*DATA SECTION*:

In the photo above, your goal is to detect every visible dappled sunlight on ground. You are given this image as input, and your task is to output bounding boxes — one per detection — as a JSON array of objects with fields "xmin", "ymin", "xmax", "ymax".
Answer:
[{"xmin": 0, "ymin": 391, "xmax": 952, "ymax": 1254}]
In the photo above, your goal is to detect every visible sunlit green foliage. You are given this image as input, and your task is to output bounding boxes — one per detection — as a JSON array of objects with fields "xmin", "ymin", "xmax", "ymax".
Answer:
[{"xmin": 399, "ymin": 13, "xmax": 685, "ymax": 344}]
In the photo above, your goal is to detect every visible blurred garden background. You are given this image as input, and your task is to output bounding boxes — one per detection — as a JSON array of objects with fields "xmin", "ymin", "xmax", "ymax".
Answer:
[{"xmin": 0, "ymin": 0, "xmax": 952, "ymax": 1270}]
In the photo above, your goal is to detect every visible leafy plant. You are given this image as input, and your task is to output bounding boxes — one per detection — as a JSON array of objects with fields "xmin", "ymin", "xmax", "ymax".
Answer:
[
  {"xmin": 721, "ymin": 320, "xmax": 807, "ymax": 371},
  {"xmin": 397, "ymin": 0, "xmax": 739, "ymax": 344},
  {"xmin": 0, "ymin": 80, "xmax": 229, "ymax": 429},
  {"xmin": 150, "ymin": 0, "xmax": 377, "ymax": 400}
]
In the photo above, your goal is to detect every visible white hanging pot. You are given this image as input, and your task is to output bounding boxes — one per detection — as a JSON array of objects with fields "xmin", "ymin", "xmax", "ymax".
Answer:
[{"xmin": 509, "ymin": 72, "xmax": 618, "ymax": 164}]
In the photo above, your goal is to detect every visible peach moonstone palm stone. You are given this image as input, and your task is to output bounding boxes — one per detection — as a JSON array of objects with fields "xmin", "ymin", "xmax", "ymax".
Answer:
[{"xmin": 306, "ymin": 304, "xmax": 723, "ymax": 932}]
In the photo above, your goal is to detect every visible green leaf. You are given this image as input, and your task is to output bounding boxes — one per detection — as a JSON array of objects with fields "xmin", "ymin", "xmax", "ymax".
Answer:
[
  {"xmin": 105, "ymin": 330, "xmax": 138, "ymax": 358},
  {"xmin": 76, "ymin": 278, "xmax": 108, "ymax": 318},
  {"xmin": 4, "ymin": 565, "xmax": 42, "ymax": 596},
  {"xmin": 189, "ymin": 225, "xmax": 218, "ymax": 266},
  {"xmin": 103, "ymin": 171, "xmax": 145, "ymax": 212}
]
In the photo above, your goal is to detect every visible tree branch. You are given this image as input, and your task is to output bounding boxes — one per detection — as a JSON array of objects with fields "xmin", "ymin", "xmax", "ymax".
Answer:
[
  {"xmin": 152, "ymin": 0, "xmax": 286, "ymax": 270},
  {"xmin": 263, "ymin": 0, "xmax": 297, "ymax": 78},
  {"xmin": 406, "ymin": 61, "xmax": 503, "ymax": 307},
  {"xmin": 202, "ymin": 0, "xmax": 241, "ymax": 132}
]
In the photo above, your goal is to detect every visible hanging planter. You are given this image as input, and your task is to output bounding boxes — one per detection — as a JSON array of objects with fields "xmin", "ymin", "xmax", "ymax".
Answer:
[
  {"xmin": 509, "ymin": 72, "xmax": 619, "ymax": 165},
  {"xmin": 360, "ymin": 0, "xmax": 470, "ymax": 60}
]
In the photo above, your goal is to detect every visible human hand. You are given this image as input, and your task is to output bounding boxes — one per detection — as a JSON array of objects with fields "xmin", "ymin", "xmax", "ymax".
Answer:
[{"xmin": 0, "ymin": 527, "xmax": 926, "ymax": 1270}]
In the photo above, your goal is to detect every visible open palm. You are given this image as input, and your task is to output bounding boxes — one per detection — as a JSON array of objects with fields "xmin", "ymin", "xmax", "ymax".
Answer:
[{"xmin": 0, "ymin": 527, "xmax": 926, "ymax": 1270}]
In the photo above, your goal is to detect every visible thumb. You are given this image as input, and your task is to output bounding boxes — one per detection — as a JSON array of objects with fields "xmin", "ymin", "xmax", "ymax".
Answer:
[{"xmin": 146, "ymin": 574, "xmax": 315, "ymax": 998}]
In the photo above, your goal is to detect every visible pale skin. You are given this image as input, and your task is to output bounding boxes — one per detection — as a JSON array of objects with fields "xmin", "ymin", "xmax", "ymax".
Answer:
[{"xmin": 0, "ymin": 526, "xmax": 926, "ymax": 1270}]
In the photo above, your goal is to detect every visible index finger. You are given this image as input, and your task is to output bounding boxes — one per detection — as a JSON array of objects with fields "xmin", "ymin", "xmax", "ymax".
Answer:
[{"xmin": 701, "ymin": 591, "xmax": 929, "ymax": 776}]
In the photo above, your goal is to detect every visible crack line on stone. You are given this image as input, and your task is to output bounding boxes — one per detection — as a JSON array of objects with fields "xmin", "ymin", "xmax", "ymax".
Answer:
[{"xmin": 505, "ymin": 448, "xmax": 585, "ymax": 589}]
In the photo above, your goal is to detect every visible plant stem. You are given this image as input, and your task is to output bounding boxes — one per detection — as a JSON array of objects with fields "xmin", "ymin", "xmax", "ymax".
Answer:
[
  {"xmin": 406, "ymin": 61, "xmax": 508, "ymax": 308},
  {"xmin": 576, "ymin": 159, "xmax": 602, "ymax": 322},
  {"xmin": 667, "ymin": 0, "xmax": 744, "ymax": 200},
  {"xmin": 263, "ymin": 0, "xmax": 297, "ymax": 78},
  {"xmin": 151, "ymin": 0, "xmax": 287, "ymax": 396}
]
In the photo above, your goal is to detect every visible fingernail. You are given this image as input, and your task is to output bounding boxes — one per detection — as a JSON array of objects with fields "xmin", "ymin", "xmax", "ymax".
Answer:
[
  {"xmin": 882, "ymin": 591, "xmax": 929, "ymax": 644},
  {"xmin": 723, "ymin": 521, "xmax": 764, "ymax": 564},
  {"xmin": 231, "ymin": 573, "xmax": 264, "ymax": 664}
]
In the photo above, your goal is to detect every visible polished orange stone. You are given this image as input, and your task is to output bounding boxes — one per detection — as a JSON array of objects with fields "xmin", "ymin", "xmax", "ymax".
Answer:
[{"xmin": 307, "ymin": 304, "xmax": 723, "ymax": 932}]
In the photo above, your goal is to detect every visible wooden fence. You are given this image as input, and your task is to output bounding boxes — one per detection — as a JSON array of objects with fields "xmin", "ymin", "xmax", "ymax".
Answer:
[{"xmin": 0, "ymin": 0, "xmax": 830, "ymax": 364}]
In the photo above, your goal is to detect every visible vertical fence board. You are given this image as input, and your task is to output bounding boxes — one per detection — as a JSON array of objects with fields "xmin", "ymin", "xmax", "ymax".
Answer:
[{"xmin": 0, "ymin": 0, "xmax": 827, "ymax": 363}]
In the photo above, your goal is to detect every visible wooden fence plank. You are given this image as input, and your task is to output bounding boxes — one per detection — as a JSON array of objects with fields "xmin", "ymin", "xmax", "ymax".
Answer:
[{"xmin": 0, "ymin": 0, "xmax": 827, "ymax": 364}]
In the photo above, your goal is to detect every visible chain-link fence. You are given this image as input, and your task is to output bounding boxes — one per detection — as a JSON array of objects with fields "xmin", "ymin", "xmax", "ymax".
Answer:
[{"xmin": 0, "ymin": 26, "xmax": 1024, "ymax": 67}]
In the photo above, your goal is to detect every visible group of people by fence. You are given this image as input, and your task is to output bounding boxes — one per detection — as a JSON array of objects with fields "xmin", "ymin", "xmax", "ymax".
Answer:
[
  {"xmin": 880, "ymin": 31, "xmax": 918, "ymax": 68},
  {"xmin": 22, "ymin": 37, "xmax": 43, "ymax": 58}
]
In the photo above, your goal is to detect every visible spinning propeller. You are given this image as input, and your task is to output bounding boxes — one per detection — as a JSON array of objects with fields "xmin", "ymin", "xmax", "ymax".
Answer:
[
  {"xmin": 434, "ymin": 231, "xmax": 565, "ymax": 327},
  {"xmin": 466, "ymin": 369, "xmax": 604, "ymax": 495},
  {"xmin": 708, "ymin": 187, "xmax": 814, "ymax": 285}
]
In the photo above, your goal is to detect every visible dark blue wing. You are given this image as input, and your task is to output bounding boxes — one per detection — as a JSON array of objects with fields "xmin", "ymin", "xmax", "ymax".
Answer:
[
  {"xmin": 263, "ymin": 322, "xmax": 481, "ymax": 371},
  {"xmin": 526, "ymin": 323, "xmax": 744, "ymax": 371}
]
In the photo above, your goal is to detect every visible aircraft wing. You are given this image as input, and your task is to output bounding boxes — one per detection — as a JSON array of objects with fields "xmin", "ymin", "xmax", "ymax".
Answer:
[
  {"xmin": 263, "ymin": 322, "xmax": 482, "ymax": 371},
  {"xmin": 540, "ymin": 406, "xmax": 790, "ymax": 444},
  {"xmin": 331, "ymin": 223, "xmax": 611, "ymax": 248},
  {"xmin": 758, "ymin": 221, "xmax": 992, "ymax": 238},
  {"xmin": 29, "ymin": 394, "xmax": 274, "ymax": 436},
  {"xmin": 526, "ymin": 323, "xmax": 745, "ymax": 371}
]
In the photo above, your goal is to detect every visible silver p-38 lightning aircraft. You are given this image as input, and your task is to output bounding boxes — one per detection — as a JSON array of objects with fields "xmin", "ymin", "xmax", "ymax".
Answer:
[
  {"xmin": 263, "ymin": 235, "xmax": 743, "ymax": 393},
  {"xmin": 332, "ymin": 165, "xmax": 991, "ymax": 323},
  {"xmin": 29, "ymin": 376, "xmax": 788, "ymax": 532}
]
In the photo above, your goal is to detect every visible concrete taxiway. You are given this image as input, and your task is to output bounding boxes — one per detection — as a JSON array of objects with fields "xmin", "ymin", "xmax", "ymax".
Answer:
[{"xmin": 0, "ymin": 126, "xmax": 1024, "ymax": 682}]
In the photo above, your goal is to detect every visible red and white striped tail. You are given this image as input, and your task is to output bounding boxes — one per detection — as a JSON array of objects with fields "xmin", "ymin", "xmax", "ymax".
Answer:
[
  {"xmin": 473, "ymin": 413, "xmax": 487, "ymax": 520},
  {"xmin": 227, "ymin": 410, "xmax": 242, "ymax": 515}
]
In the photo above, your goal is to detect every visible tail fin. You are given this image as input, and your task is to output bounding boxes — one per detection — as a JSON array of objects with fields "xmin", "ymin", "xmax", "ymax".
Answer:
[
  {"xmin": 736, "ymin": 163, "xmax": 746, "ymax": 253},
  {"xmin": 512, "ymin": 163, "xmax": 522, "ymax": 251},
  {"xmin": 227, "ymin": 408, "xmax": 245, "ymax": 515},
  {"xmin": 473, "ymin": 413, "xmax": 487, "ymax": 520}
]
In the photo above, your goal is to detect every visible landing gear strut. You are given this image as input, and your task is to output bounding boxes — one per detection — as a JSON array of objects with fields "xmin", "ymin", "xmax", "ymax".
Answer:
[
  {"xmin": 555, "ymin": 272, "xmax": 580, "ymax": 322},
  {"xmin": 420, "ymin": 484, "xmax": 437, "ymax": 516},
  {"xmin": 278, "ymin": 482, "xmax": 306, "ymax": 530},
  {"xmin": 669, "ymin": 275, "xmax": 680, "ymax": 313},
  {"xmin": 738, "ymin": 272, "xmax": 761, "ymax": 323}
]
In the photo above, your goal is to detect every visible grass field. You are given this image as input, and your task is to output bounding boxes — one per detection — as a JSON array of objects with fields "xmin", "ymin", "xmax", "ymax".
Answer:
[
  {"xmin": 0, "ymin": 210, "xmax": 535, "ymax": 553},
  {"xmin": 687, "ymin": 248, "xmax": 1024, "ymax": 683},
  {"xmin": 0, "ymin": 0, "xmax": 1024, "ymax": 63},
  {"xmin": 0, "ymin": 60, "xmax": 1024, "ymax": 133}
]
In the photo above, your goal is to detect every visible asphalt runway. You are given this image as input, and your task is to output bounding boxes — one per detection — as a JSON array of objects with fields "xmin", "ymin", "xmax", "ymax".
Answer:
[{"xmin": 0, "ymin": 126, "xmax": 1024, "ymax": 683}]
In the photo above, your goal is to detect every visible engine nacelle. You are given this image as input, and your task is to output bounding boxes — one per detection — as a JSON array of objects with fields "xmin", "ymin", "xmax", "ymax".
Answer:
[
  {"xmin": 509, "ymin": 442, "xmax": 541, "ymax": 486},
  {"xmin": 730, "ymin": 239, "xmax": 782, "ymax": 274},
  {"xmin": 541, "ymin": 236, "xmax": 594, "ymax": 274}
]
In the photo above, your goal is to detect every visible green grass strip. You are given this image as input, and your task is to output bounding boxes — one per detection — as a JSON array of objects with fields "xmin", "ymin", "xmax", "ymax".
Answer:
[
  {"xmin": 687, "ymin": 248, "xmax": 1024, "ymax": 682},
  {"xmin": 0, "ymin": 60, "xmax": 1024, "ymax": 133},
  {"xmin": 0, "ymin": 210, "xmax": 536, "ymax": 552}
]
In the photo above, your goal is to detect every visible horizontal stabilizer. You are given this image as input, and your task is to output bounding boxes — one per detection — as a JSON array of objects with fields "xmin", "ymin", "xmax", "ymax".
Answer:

*EXERCISE*: List every line in the listing above that contains the string "stem".

*TASK SOLUTION*:
In the photo above, your goal is to detect every visible plant stem. You are given this image as input, and your task is to output bounding boxes — one per detection — as a JSON array of objects with fields "xmin", "ymin", "xmax", "ymax".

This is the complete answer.